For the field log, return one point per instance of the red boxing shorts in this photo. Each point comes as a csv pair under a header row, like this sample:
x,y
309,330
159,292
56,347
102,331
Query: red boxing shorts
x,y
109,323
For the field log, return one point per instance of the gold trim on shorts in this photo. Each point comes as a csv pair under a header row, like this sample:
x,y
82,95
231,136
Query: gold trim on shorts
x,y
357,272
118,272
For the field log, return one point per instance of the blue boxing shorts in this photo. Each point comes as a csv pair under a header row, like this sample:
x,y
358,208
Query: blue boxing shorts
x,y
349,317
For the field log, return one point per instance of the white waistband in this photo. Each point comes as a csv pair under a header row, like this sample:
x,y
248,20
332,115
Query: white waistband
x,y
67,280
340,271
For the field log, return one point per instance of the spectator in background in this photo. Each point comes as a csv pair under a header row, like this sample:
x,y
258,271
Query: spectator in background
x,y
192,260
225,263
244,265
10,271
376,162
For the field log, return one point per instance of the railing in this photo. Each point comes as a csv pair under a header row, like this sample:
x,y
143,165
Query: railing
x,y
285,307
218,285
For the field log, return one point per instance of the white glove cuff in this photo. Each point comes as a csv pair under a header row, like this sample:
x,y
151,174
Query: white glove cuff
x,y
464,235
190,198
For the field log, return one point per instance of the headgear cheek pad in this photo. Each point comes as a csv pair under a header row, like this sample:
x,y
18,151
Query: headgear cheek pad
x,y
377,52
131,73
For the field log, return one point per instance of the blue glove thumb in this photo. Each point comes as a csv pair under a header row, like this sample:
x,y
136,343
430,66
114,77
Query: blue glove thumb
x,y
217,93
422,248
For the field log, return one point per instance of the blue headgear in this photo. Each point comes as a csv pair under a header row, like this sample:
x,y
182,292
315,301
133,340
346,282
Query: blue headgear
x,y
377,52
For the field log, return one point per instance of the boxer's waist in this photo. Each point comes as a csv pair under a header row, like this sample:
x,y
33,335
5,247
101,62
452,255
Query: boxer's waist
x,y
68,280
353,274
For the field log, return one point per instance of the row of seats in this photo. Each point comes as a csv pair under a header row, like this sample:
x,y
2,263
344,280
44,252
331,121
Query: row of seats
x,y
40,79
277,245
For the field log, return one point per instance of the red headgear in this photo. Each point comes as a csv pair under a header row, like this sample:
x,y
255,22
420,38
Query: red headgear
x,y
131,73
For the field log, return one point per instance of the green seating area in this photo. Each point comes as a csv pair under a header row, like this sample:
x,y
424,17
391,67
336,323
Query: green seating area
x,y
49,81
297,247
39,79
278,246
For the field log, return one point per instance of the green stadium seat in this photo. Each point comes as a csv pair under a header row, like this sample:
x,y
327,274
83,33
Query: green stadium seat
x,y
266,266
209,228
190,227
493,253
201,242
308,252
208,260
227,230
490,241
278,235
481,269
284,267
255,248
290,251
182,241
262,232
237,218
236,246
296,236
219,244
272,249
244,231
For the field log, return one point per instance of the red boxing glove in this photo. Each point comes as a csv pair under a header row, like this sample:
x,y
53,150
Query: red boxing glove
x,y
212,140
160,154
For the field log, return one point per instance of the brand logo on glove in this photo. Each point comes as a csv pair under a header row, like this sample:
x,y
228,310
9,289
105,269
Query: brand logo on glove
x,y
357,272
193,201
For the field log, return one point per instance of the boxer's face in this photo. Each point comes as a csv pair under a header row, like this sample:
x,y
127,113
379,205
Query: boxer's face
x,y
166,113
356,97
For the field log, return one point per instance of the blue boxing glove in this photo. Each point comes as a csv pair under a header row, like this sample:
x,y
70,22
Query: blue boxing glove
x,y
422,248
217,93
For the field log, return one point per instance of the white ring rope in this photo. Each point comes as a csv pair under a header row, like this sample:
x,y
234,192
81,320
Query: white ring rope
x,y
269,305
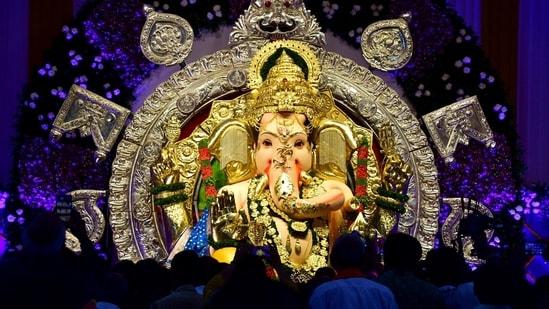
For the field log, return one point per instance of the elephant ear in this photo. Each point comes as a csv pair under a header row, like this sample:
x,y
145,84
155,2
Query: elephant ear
x,y
231,142
334,143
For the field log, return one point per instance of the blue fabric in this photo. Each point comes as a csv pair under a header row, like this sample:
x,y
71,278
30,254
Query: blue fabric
x,y
198,240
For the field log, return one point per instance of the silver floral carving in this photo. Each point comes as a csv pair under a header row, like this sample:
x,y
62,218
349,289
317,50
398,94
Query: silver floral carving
x,y
457,123
166,39
387,44
92,115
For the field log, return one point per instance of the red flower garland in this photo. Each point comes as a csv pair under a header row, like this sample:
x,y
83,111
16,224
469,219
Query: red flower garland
x,y
206,171
361,174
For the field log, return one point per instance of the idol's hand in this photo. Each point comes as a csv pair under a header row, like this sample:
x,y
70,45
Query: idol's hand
x,y
227,222
396,173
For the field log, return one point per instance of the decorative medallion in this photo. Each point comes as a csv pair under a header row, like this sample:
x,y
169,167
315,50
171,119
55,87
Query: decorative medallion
x,y
456,123
387,44
92,115
166,39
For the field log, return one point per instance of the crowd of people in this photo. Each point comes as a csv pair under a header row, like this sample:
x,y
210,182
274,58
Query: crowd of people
x,y
45,274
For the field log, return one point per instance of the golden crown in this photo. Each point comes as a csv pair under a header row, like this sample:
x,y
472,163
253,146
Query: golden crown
x,y
290,85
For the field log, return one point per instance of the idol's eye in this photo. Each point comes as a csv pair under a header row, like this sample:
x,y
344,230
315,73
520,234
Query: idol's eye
x,y
299,143
267,143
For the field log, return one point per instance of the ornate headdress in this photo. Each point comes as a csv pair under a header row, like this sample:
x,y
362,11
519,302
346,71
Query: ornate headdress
x,y
284,77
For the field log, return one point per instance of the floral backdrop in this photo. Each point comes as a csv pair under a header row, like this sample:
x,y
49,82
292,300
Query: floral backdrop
x,y
99,50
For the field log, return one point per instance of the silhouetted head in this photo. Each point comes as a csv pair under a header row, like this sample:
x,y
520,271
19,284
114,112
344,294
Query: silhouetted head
x,y
44,235
349,251
185,267
402,252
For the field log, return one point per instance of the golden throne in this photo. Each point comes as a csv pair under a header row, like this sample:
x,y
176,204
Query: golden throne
x,y
154,191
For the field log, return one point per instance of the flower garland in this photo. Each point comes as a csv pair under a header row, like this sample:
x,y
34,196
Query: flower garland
x,y
361,174
207,172
260,211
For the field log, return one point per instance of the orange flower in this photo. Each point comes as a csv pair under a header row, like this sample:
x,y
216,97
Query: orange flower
x,y
210,191
204,154
360,190
362,153
361,172
207,172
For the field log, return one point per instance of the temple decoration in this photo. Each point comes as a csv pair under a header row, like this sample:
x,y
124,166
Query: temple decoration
x,y
468,228
223,95
92,115
85,202
456,123
166,39
275,20
387,44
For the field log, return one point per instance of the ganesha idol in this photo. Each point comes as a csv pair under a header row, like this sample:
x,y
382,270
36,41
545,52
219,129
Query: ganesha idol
x,y
284,168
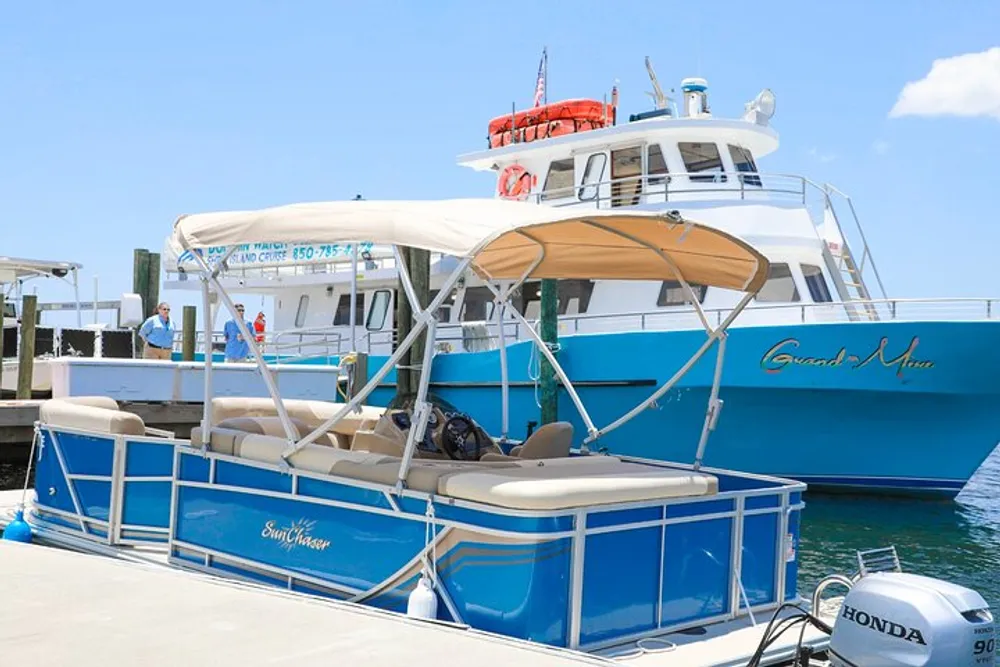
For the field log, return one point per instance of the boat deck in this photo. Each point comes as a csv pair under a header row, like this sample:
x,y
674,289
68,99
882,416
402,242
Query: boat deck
x,y
62,607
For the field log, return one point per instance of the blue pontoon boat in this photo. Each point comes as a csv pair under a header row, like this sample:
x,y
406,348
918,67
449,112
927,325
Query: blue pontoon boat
x,y
417,509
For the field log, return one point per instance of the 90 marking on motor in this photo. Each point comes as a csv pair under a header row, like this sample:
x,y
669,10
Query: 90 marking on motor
x,y
984,651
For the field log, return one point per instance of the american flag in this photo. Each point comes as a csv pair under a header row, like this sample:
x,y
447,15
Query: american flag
x,y
540,85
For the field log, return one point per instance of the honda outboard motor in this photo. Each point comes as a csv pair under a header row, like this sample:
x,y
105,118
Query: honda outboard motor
x,y
892,619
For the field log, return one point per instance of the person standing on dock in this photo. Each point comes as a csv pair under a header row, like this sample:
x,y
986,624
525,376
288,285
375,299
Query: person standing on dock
x,y
237,349
157,333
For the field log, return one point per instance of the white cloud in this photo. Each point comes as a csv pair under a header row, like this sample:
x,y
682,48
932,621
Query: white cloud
x,y
822,157
966,85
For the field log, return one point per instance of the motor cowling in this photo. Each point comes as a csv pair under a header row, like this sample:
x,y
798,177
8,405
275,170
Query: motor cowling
x,y
891,619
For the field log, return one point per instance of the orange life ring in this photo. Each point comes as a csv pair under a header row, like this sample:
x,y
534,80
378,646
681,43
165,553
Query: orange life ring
x,y
515,182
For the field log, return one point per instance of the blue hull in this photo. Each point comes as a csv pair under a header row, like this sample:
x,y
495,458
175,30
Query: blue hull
x,y
827,404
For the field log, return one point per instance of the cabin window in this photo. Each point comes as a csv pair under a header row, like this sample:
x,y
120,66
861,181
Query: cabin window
x,y
443,313
780,286
656,165
702,158
559,181
816,283
343,315
574,296
300,312
743,161
592,175
672,293
477,305
626,176
379,310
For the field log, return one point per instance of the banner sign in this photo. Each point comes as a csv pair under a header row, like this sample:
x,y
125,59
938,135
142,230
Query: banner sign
x,y
259,255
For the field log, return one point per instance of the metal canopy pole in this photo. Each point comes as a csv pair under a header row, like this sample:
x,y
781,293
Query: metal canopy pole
x,y
206,418
714,404
717,333
499,308
354,295
423,319
265,372
570,389
76,297
421,409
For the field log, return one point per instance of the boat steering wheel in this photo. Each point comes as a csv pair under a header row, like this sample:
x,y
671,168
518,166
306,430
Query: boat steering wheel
x,y
455,437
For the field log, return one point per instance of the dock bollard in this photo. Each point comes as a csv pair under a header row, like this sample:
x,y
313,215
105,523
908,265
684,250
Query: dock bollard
x,y
18,530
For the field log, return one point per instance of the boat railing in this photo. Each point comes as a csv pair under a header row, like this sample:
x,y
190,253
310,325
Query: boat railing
x,y
325,342
685,186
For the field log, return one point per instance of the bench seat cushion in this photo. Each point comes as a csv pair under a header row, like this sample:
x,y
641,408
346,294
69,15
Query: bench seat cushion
x,y
575,485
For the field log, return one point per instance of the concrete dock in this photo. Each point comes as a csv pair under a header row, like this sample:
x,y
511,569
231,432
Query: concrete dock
x,y
63,608
17,420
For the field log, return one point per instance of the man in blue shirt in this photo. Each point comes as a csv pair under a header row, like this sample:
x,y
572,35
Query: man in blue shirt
x,y
157,333
237,349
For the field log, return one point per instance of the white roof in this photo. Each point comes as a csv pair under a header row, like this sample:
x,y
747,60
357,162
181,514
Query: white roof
x,y
506,238
15,268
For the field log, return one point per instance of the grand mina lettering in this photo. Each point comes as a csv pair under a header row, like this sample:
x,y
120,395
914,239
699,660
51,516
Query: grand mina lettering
x,y
781,355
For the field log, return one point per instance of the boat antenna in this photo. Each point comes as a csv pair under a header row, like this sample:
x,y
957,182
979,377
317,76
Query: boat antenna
x,y
658,95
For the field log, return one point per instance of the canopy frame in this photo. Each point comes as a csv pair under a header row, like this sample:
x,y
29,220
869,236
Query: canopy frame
x,y
424,318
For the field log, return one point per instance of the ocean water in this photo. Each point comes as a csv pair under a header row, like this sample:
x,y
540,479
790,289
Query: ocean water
x,y
957,540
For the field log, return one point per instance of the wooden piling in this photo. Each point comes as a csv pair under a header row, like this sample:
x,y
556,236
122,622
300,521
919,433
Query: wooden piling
x,y
550,335
188,333
140,286
420,274
1,338
404,324
26,350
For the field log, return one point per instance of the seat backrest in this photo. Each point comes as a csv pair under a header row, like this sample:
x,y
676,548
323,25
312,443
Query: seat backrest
x,y
90,417
551,441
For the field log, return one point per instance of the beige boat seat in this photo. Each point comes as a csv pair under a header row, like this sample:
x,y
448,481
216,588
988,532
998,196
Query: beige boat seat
x,y
98,414
574,483
311,413
540,484
268,426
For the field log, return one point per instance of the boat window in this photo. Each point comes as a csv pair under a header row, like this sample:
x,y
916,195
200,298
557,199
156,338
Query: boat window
x,y
559,181
702,157
343,315
574,296
477,305
816,283
379,310
626,176
672,293
780,285
743,160
443,313
656,165
300,312
592,175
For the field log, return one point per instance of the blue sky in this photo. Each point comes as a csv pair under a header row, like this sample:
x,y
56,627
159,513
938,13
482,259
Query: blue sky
x,y
119,116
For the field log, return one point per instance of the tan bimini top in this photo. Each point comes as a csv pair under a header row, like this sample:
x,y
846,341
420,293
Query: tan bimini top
x,y
506,239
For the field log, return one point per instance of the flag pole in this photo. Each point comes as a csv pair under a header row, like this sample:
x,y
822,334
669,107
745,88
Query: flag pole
x,y
545,74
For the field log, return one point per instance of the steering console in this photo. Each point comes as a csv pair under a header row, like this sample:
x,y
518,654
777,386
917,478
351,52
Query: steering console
x,y
460,438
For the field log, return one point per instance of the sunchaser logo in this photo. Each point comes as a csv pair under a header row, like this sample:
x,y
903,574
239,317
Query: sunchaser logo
x,y
882,625
299,534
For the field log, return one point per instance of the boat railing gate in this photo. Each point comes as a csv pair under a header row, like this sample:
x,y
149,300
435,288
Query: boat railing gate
x,y
973,309
306,343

- - -

◆ EXERCISE AIM ◆
Output the lines from the line containing "the blue sky" to the end, both included; add nothing.

◆ REPLY TO THE TASK ◆
For the field log, return one point per instance of the blue sky in this photo. Each point comes as a csv pair under a header row, like this sample:
x,y
56,627
159,513
938,13
482,259
Query: blue sky
x,y
119,116
For the field log, return one point per instance of the tan bimini top in this photo. Each point comes as a csv pair under a header row, like this sample:
x,y
846,341
420,293
Query: tan bimini top
x,y
506,239
For the field log, return one point per instance of the flag pole in this photo. Each point comes as a csv pair under a header row, like this sample:
x,y
822,334
669,107
745,88
Query: flag pole
x,y
545,74
For the field log, return one point per instance of the steering console in this photo. Each point comes as a csv pair under a header row, like this sample:
x,y
518,654
777,386
917,478
351,52
Query: steering console
x,y
460,438
For the field log, return one point per instance of the sunchaser logo in this photo. Each point comes as a csv pair under a header row, like this sample:
x,y
903,574
239,317
Query: sunchaser logo
x,y
882,625
299,534
For the field log, return one point per instance of the boat railing gate in this photo. Each point comes as a csv pair under a header row, like this sample:
x,y
149,300
435,288
Query: boat railing gate
x,y
973,309
306,343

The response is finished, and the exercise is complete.